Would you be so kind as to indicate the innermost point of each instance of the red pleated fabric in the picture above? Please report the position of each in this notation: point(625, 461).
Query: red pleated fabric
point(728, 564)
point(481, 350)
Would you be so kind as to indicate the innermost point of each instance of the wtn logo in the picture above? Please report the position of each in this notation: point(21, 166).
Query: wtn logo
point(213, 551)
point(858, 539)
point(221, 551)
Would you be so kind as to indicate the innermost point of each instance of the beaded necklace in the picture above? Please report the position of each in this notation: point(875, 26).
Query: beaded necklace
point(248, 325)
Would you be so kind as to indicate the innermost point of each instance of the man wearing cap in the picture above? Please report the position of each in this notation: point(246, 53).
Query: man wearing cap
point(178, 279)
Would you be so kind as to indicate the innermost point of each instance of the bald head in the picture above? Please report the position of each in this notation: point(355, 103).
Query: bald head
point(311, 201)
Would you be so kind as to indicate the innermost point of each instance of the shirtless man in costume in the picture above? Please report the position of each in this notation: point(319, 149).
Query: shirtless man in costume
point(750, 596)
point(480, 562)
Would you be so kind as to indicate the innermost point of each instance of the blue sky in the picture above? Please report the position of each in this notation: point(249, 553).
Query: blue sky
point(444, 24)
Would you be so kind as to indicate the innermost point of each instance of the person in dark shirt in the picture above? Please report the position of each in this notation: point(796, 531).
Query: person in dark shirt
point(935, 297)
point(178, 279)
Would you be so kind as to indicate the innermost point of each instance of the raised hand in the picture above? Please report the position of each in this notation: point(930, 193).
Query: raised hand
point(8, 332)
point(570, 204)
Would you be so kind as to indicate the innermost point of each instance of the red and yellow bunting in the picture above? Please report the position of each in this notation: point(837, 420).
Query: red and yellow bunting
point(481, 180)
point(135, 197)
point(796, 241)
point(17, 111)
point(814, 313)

==============================

* **What to produce**
Reproduce every item above word for word, keeping each line as it stands.

* **Correct result**
Would you be so kind as to indicate the innermost point of each instance of the red pleated fabric in the picture above? Please report the position of each in this notation: point(625, 461).
Query: red pleated fabric
point(728, 564)
point(481, 350)
Would you be so kind as to indicate the innermost point of each instance of the wtn logo in the picture above? Please report the position of each in this notation: point(21, 166).
Query: wtn logo
point(213, 551)
point(858, 539)
point(221, 551)
Would you be so kind as to indicate the innermost point of each instance of the beaded necklace in the picture above? Please report the position of each in this notation: point(875, 26).
Query: beaded necklace
point(248, 325)
Would you be so kind as to indicate the innermost point of each instance of the man wearing cap in the picture above? Please report the position of each in this notation: point(246, 53).
Query: man wearing cap
point(178, 279)
Would you be so kind as to indicate the innermost point of each instance of the bald head in the picture above? Please report the position of each in this notation: point(355, 103).
Query: bald head
point(311, 201)
Would you be so kind as to indicate the innermost point of each instance of the shirtless man in costume in the picture above? Please report the position of each in this notation: point(319, 149).
Query: shirtless man in costume
point(750, 596)
point(480, 562)
Would you be so kind as to indicate the innermost point of each instance of the blue sky in the picture above? Please report the position of each in this notation: point(249, 553).
Query: blue sky
point(444, 24)
Would you be so kind as to indicate the innermost point of each instance of the person in dark shirt in the picture above? Please report the position of each in this notation: point(796, 531).
Query: person in dark shirt
point(935, 297)
point(178, 279)
Would you be so kind as to indicate the innermost point of each instance of the raised hand in the picture above? Please report the position of each in this notation: point(930, 193).
Query: raised hand
point(8, 332)
point(570, 204)
Would you be so kind as to indicate the innermost point of each instance of the red and yellow bunting in the picture above? Please report the position of each in this notation: point(837, 420).
Query: red and yellow bunting
point(481, 180)
point(135, 197)
point(796, 241)
point(17, 111)
point(814, 313)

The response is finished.